* [TASK PROMPT]: Using the data beneath this instruction, retype only the lines from the one that contains "Target: arched window" down to the one that contains "point: pillar |", both included, exactly as they appear.

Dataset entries
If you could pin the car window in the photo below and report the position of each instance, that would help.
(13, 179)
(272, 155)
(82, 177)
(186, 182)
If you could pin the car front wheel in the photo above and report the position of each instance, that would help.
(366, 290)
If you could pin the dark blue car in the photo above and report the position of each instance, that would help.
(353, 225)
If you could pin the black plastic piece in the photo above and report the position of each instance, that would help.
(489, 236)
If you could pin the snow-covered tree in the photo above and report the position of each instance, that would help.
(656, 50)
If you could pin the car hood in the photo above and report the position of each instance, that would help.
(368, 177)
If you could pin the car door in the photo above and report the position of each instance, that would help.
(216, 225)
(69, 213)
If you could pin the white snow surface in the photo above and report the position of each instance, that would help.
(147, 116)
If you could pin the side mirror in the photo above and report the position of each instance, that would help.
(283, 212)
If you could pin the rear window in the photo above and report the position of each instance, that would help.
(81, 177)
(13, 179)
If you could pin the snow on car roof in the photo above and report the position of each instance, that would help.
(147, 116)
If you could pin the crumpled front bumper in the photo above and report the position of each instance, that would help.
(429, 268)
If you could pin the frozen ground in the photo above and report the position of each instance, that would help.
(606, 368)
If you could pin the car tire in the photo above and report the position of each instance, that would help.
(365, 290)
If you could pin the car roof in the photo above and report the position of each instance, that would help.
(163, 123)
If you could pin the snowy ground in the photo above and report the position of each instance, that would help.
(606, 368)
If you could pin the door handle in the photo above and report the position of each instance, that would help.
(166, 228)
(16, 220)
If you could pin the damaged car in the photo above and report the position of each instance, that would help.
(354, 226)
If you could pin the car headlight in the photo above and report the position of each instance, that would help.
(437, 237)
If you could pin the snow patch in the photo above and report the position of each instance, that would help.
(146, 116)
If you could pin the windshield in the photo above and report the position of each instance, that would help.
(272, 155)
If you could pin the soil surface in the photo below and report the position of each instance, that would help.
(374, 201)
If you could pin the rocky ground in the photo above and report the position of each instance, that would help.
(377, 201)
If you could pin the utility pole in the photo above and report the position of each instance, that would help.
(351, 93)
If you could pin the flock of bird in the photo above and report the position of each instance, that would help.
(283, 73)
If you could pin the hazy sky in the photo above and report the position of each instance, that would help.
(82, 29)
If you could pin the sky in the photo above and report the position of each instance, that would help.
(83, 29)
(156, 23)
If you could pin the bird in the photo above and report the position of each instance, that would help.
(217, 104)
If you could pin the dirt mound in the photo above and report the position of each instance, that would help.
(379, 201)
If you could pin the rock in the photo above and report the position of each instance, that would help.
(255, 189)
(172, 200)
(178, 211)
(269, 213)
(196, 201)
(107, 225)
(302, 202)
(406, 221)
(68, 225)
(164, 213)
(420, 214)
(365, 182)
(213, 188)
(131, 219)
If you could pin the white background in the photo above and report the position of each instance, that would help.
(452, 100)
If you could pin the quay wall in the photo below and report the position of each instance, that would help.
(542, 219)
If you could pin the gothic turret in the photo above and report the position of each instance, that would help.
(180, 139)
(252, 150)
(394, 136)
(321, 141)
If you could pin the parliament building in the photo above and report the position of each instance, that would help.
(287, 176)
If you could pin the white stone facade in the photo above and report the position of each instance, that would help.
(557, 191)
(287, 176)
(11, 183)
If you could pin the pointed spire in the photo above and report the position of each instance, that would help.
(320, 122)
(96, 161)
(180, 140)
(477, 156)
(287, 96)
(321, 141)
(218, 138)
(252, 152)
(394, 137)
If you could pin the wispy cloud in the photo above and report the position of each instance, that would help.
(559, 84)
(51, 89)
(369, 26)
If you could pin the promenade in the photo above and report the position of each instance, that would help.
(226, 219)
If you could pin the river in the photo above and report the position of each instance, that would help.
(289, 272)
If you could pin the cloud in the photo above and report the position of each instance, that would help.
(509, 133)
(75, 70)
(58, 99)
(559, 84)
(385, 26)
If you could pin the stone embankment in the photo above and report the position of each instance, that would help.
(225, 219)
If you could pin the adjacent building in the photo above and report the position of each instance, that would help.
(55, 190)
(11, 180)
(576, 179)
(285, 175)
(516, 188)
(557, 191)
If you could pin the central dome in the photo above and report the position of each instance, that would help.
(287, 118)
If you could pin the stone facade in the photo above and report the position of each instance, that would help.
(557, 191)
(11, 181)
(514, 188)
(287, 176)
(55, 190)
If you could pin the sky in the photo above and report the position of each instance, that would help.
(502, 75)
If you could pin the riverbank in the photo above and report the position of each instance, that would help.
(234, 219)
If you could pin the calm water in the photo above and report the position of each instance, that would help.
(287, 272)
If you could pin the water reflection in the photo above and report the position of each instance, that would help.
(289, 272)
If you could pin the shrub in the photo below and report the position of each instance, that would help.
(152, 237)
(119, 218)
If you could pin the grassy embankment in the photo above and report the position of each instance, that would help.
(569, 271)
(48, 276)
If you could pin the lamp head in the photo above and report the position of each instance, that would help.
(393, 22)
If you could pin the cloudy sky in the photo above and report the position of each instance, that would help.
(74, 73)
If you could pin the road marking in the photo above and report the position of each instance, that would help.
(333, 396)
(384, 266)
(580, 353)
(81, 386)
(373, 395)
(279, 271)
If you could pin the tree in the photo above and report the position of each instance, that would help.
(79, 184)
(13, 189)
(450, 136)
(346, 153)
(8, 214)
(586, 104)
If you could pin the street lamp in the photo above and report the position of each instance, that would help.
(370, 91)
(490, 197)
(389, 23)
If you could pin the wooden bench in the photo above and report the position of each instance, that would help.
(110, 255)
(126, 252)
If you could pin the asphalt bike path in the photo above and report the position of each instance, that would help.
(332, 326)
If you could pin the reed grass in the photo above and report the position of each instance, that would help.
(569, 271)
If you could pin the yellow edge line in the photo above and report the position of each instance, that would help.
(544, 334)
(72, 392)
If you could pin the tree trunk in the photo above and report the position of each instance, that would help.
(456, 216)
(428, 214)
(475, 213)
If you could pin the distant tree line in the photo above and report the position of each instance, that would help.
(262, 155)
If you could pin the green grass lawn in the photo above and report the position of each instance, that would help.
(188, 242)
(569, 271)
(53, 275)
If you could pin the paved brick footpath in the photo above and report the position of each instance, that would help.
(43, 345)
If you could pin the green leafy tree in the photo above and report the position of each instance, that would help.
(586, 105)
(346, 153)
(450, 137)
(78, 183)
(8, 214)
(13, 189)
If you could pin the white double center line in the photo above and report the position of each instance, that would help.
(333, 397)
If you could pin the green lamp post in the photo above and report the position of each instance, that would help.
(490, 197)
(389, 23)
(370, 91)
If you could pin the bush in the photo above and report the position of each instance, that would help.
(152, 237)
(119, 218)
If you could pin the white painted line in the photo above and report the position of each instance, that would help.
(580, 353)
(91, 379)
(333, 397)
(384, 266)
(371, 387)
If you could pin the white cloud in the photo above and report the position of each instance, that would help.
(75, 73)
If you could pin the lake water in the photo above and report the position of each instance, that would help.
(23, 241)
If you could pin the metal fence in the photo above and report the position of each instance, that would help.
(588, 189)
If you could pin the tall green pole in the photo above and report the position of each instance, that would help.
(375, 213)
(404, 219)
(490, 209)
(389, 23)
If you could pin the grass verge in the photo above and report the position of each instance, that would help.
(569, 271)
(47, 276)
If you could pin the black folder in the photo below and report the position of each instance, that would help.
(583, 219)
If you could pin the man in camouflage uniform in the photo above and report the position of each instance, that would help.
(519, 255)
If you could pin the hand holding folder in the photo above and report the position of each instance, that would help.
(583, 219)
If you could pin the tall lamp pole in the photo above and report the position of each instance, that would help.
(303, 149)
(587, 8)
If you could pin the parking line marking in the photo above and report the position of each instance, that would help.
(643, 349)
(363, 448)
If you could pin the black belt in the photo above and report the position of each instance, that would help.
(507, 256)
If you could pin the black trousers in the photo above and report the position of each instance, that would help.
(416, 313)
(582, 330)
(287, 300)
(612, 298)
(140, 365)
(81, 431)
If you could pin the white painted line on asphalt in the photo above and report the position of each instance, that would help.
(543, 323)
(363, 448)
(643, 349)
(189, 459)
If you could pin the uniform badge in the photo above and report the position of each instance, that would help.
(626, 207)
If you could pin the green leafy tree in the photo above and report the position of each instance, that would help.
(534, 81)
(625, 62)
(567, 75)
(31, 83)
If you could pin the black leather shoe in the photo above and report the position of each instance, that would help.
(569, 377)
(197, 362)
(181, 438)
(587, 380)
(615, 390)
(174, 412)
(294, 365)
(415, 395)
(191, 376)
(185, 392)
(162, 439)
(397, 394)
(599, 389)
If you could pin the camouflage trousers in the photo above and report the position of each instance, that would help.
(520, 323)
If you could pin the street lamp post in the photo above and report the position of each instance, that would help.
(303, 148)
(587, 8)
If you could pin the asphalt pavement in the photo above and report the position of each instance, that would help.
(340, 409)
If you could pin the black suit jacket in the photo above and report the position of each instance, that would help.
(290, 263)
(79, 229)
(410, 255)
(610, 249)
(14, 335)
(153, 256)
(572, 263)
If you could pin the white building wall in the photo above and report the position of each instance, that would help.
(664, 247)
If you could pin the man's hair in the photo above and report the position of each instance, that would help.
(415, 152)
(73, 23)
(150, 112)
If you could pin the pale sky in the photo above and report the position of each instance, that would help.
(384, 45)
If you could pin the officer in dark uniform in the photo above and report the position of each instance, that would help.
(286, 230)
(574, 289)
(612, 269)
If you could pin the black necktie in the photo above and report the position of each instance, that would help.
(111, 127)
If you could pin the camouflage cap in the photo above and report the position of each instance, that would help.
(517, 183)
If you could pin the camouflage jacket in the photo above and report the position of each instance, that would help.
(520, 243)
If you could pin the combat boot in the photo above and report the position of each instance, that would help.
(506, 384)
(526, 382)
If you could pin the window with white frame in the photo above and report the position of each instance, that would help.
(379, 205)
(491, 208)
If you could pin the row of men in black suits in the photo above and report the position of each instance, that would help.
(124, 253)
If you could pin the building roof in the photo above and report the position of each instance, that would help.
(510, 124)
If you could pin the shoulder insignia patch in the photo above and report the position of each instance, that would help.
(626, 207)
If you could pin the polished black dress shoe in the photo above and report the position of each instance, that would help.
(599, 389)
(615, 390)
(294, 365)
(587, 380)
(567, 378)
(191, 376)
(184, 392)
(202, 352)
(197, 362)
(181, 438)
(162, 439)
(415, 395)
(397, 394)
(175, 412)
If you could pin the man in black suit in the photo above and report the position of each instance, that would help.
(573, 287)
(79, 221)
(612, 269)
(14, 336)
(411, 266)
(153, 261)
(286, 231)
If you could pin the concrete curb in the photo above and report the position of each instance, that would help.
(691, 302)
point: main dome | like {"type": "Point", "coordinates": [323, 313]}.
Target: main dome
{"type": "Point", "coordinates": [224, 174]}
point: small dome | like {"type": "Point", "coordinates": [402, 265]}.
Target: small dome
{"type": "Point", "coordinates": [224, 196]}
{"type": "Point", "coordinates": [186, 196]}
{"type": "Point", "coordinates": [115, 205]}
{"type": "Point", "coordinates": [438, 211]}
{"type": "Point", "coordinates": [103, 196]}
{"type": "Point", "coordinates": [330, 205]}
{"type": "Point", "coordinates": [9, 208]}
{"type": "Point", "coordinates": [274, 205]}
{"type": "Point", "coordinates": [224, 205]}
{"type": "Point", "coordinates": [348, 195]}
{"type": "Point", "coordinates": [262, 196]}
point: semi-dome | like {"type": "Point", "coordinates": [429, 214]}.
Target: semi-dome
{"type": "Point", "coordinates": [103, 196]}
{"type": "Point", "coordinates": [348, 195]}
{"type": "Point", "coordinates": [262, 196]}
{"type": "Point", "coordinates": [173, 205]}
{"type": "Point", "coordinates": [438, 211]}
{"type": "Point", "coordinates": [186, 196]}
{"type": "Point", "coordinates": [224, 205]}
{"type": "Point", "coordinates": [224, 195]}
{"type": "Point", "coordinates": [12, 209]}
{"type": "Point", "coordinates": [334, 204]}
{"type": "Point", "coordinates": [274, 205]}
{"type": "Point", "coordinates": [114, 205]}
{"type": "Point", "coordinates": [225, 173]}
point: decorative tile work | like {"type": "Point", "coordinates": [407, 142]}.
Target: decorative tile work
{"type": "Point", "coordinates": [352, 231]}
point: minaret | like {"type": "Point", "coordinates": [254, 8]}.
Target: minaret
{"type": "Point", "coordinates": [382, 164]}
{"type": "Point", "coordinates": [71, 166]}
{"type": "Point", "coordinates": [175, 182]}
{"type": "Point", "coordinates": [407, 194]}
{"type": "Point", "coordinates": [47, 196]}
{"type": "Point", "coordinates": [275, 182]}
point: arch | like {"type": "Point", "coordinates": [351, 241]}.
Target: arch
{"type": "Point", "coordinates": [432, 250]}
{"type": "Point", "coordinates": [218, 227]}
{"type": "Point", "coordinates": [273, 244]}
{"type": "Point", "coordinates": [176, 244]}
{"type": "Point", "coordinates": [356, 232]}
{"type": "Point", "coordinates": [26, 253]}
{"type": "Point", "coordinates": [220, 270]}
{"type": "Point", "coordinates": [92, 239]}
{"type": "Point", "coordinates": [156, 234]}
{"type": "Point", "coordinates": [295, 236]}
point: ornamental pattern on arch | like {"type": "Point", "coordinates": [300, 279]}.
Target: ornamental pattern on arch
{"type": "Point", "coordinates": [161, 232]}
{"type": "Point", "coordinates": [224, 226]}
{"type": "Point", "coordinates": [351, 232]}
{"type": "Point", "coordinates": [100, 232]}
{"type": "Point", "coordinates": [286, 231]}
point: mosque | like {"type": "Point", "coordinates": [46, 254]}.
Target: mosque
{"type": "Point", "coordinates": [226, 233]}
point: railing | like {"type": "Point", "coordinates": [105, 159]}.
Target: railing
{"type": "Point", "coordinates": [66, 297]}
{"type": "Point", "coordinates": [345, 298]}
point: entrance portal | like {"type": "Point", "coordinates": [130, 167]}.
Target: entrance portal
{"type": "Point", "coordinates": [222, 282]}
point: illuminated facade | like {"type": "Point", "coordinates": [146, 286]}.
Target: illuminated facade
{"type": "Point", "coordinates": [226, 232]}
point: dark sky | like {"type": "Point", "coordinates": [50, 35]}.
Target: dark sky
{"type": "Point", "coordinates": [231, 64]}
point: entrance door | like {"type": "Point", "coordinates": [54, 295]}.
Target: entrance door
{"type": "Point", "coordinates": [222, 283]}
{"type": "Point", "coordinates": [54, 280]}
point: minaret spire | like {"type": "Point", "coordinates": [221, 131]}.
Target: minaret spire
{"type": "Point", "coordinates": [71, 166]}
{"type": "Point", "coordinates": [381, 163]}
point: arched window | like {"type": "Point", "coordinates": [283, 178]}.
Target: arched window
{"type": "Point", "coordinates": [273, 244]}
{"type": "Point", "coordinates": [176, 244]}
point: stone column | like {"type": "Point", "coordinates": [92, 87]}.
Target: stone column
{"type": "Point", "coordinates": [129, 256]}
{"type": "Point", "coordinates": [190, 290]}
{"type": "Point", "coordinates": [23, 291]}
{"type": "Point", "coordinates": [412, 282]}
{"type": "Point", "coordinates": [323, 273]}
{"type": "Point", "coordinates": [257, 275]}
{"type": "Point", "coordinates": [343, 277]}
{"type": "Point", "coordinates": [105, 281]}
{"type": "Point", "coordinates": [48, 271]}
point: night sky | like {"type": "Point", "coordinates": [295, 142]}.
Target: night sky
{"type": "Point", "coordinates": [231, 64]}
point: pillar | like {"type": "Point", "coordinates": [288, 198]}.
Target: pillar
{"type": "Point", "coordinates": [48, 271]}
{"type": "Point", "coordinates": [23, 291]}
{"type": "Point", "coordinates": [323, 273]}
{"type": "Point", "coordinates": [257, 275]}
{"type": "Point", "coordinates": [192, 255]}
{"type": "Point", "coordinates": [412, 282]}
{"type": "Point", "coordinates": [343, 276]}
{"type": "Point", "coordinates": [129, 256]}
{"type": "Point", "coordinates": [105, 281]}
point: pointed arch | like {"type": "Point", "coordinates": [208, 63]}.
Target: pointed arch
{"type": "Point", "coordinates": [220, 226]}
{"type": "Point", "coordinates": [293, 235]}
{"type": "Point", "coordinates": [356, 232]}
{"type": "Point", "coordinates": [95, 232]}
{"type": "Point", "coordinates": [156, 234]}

* [WRITTEN RESPONSE]:
Target: arched window
{"type": "Point", "coordinates": [273, 244]}
{"type": "Point", "coordinates": [176, 244]}
point: stone column | like {"type": "Point", "coordinates": [92, 87]}.
Target: stone column
{"type": "Point", "coordinates": [129, 256]}
{"type": "Point", "coordinates": [190, 290]}
{"type": "Point", "coordinates": [23, 291]}
{"type": "Point", "coordinates": [412, 282]}
{"type": "Point", "coordinates": [323, 273]}
{"type": "Point", "coordinates": [257, 275]}
{"type": "Point", "coordinates": [343, 277]}
{"type": "Point", "coordinates": [105, 281]}
{"type": "Point", "coordinates": [48, 271]}
point: night sky | like {"type": "Point", "coordinates": [295, 142]}.
Target: night sky
{"type": "Point", "coordinates": [231, 64]}
point: pillar | like {"type": "Point", "coordinates": [288, 198]}.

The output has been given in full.